**Exercise details:**
Can you write out all of these rows word for word, without the pictures?
[Opening The data section]
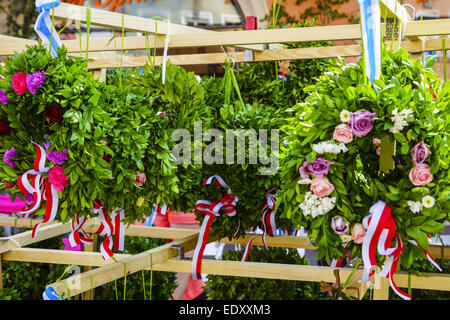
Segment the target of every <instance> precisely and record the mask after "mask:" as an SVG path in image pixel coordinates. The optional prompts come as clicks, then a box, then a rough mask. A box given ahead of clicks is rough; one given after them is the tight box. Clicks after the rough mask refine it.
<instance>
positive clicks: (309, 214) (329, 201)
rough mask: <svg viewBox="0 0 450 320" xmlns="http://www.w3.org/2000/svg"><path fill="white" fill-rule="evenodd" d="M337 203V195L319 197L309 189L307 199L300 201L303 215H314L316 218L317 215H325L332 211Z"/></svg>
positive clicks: (312, 215) (305, 195) (300, 205)
mask: <svg viewBox="0 0 450 320" xmlns="http://www.w3.org/2000/svg"><path fill="white" fill-rule="evenodd" d="M335 204H336V197H333V198H329V197H321V198H319V197H317V196H316V195H315V194H313V193H312V192H310V191H308V192H307V193H306V194H305V200H303V202H302V203H300V205H299V206H300V209H301V210H302V211H303V215H304V216H305V217H306V216H309V215H310V216H312V217H313V218H316V217H317V216H320V215H324V214H326V213H327V212H330V211H331V210H332V209H333V208H334V206H335Z"/></svg>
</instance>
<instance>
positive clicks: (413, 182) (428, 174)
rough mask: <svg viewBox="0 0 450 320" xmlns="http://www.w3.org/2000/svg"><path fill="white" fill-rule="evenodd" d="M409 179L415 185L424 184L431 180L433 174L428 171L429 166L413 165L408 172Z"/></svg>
mask: <svg viewBox="0 0 450 320" xmlns="http://www.w3.org/2000/svg"><path fill="white" fill-rule="evenodd" d="M409 180H410V181H411V183H412V184H413V185H415V186H425V185H427V184H429V183H430V182H431V181H433V175H432V174H431V172H430V167H429V166H428V165H424V166H422V167H414V168H412V169H411V171H410V172H409Z"/></svg>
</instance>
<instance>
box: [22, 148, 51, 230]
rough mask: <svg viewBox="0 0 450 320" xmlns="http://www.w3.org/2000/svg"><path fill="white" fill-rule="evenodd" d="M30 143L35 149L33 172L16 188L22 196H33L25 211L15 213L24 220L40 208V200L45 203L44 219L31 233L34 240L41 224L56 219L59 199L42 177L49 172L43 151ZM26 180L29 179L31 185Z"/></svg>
mask: <svg viewBox="0 0 450 320" xmlns="http://www.w3.org/2000/svg"><path fill="white" fill-rule="evenodd" d="M32 143H33V145H34V147H35V148H36V157H35V159H34V163H33V170H28V171H27V172H26V173H24V174H23V175H22V176H21V177H20V178H19V180H18V181H17V186H18V187H19V190H20V191H21V192H22V193H23V194H27V193H31V194H32V195H33V203H32V204H31V205H30V206H29V207H28V208H27V209H25V210H23V211H18V212H17V213H18V214H19V215H21V216H22V217H23V218H26V217H28V215H29V214H30V213H33V212H35V211H36V210H37V209H38V208H39V207H40V204H41V202H42V200H44V201H46V202H47V205H46V209H45V215H44V219H43V220H42V222H39V223H38V224H36V225H35V226H34V228H33V231H32V233H31V236H32V237H33V238H34V237H36V234H37V232H38V231H39V228H40V226H41V224H42V223H45V222H50V221H53V220H54V219H55V218H56V213H57V211H58V203H59V197H58V191H56V189H55V188H54V187H53V186H52V184H51V183H50V182H49V181H48V178H44V177H43V176H42V174H43V173H45V172H48V171H49V170H50V168H49V167H46V166H45V161H46V152H45V149H44V148H43V147H41V146H40V145H38V144H37V143H35V142H32ZM28 179H31V183H30V181H29V180H28Z"/></svg>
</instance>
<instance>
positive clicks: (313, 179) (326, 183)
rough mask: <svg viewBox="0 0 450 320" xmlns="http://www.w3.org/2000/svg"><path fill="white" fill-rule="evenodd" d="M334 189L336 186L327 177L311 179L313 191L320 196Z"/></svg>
mask: <svg viewBox="0 0 450 320" xmlns="http://www.w3.org/2000/svg"><path fill="white" fill-rule="evenodd" d="M333 190H334V186H333V185H332V184H331V183H330V182H329V181H328V180H327V179H326V178H314V179H312V181H311V191H312V192H313V193H314V194H315V195H316V196H318V197H319V198H321V197H326V196H328V195H330V194H331V192H333Z"/></svg>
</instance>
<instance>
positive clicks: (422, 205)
mask: <svg viewBox="0 0 450 320" xmlns="http://www.w3.org/2000/svg"><path fill="white" fill-rule="evenodd" d="M407 203H408V206H409V210H411V211H412V213H419V212H420V211H422V209H423V205H422V203H421V202H419V201H408V202H407Z"/></svg>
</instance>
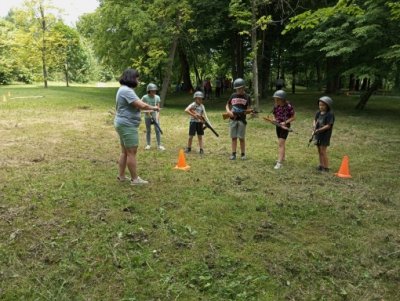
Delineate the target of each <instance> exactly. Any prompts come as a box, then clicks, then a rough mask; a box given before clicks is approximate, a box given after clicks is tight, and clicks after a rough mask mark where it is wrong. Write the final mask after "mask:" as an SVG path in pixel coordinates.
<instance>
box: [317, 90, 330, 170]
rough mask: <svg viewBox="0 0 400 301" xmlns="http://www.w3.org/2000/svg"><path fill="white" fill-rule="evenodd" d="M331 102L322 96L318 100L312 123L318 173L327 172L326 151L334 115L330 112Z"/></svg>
mask: <svg viewBox="0 0 400 301" xmlns="http://www.w3.org/2000/svg"><path fill="white" fill-rule="evenodd" d="M332 104H333V100H332V99H331V98H330V97H328V96H322V97H321V98H320V99H319V100H318V107H319V111H318V112H317V113H316V114H315V117H314V122H313V133H314V142H315V145H316V146H317V148H318V156H319V166H318V167H317V170H318V171H326V172H328V171H329V164H328V153H327V149H328V146H329V144H330V140H331V136H332V130H333V124H334V123H335V115H334V114H333V111H332Z"/></svg>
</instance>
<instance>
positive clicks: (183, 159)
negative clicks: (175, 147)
mask: <svg viewBox="0 0 400 301" xmlns="http://www.w3.org/2000/svg"><path fill="white" fill-rule="evenodd" d="M175 169H180V170H184V171H188V170H189V169H190V166H189V165H186V160H185V154H184V153H183V149H181V150H180V151H179V157H178V164H177V165H176V166H175Z"/></svg>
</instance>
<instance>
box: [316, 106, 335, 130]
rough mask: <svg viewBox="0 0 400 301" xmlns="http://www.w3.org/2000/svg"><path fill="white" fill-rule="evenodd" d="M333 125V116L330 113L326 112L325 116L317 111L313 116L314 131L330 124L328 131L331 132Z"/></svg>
mask: <svg viewBox="0 0 400 301" xmlns="http://www.w3.org/2000/svg"><path fill="white" fill-rule="evenodd" d="M334 123H335V115H334V114H333V112H331V111H328V112H326V113H325V114H321V112H319V111H318V112H317V113H316V114H315V128H316V129H319V128H322V127H323V126H325V125H327V124H330V125H331V128H330V129H329V130H330V131H331V130H332V127H333V124H334Z"/></svg>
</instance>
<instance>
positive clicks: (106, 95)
[Closing The data section]
**Answer section:**
Segment the target of every <instance> precisely and record the mask after "mask:" as an SVG path in image pixel coordinates. The optional prompts come as clicks, then a box, then a rough mask. A box given ahead of clicks is rough; one given after them is the tight box. Clicks after the rough mask refine it.
<instance>
positive clicks: (309, 214) (329, 201)
rough mask: <svg viewBox="0 0 450 320" xmlns="http://www.w3.org/2000/svg"><path fill="white" fill-rule="evenodd" d="M337 203V195L319 197L309 189L307 199L300 201L303 215H314L316 218L317 215H325L332 211Z"/></svg>
positive clicks: (312, 215) (305, 195) (300, 205)
mask: <svg viewBox="0 0 450 320" xmlns="http://www.w3.org/2000/svg"><path fill="white" fill-rule="evenodd" d="M335 204H336V197H333V198H329V197H321V198H319V197H317V196H316V195H315V194H313V193H312V192H310V191H308V192H307V193H306V194H305V200H303V202H302V203H300V205H299V206H300V209H301V210H302V211H303V215H304V216H305V217H306V216H309V215H310V216H312V217H313V218H316V217H317V216H320V215H324V214H326V213H327V212H330V211H331V210H332V209H333V208H334V206H335Z"/></svg>
</instance>
<instance>
positive clicks: (413, 182) (428, 174)
rough mask: <svg viewBox="0 0 450 320" xmlns="http://www.w3.org/2000/svg"><path fill="white" fill-rule="evenodd" d="M409 179L415 185L424 184L431 180L433 174L428 171L429 166L413 165L408 172Z"/></svg>
mask: <svg viewBox="0 0 450 320" xmlns="http://www.w3.org/2000/svg"><path fill="white" fill-rule="evenodd" d="M409 180H410V181H411V183H412V184H413V185H415V186H425V185H427V184H429V183H430V182H431V181H433V175H432V174H431V172H430V167H429V166H428V165H424V166H422V167H414V168H412V169H411V171H410V172H409Z"/></svg>
</instance>
<instance>
box: [22, 148, 51, 230]
rough mask: <svg viewBox="0 0 450 320" xmlns="http://www.w3.org/2000/svg"><path fill="white" fill-rule="evenodd" d="M30 143L35 149L33 172L16 188L22 196H33L25 211L15 213L24 220L40 208V200L45 203L44 219L31 233L34 240L41 224L56 219L59 199L42 177L49 172L43 151ZM26 180L29 179L31 185Z"/></svg>
mask: <svg viewBox="0 0 450 320" xmlns="http://www.w3.org/2000/svg"><path fill="white" fill-rule="evenodd" d="M32 143H33V145H34V147H35V148H36V157H35V159H34V163H33V170H28V171H27V172H26V173H24V174H23V175H22V176H21V177H20V178H19V180H18V181H17V186H18V187H19V190H20V191H21V192H22V193H23V194H27V193H31V194H32V195H33V203H32V204H31V205H30V206H29V207H28V208H27V209H25V210H23V211H18V212H17V213H18V214H19V215H21V216H22V217H23V218H26V217H28V215H29V214H30V213H33V212H35V211H36V210H37V209H38V208H39V207H40V204H41V202H42V200H44V201H46V202H47V205H46V209H45V215H44V219H43V220H42V222H39V223H38V224H36V225H35V226H34V228H33V231H32V233H31V236H32V237H33V238H34V237H36V234H37V232H38V231H39V228H40V226H41V224H42V223H45V222H50V221H53V220H54V219H55V218H56V213H57V211H58V203H59V197H58V191H56V189H55V188H54V187H53V186H52V184H51V183H50V182H49V181H48V178H44V177H43V176H42V174H43V173H45V172H48V171H49V170H50V168H49V167H46V166H45V161H46V152H45V149H44V148H43V147H41V146H40V145H38V144H37V143H35V142H32ZM28 179H31V183H30V181H29V180H28Z"/></svg>
</instance>
<instance>
positive clicks: (313, 179) (326, 183)
rough mask: <svg viewBox="0 0 450 320" xmlns="http://www.w3.org/2000/svg"><path fill="white" fill-rule="evenodd" d="M334 189L336 186L327 177L311 179L313 191L320 196Z"/></svg>
mask: <svg viewBox="0 0 450 320" xmlns="http://www.w3.org/2000/svg"><path fill="white" fill-rule="evenodd" d="M333 190H334V186H333V185H332V184H331V183H330V182H329V181H328V180H327V179H326V178H314V179H312V181H311V191H312V192H313V193H314V194H315V195H316V196H318V197H319V198H321V197H326V196H328V195H330V194H331V192H333Z"/></svg>
</instance>
<instance>
positive clicks: (422, 205)
mask: <svg viewBox="0 0 450 320" xmlns="http://www.w3.org/2000/svg"><path fill="white" fill-rule="evenodd" d="M407 203H408V206H409V210H411V211H412V213H419V212H420V211H422V209H423V205H422V203H421V202H419V201H408V202H407Z"/></svg>
</instance>
Delineate the target of each <instance> exactly. Any prompts come as a box, then clicks, then a rough mask; a box given before clicks is approximate, a box given after clicks is tight, and clicks after a rough mask mark where it is wrong. Write the final mask after "mask:" as an SVG path in pixel coordinates.
<instance>
box: [317, 90, 330, 170]
rough mask: <svg viewBox="0 0 400 301" xmlns="http://www.w3.org/2000/svg"><path fill="white" fill-rule="evenodd" d="M331 102L322 96L318 100L312 123L318 173L327 172L326 151L334 115L330 112Z"/></svg>
mask: <svg viewBox="0 0 400 301" xmlns="http://www.w3.org/2000/svg"><path fill="white" fill-rule="evenodd" d="M332 104H333V100H332V99H331V98H330V97H328V96H322V97H321V98H320V99H319V100H318V107H319V111H318V112H317V113H316V114H315V117H314V122H313V133H314V142H315V145H316V146H317V148H318V156H319V166H318V167H317V170H318V171H326V172H328V171H329V164H328V153H327V149H328V146H329V144H330V140H331V136H332V130H333V124H334V123H335V115H334V114H333V111H332Z"/></svg>
</instance>
<instance>
positive clicks: (183, 159)
negative clicks: (175, 147)
mask: <svg viewBox="0 0 400 301" xmlns="http://www.w3.org/2000/svg"><path fill="white" fill-rule="evenodd" d="M175 169H180V170H184V171H188V170H189V169H190V166H189V165H186V160H185V154H184V153H183V149H181V150H180V151H179V157H178V164H177V165H176V166H175Z"/></svg>
</instance>
<instance>
box: [316, 106, 335, 130]
rough mask: <svg viewBox="0 0 400 301" xmlns="http://www.w3.org/2000/svg"><path fill="white" fill-rule="evenodd" d="M333 125V116L330 113L326 112L325 116L317 111L313 116L314 131L330 124L328 131L331 132Z"/></svg>
mask: <svg viewBox="0 0 400 301" xmlns="http://www.w3.org/2000/svg"><path fill="white" fill-rule="evenodd" d="M334 123H335V115H334V114H333V112H331V111H328V112H326V113H325V114H321V112H319V111H318V112H317V113H316V114H315V128H316V129H319V128H322V127H323V126H325V125H327V124H330V125H331V128H330V129H329V130H330V131H331V130H332V127H333V124H334Z"/></svg>
</instance>
<instance>
positive clicks: (106, 95)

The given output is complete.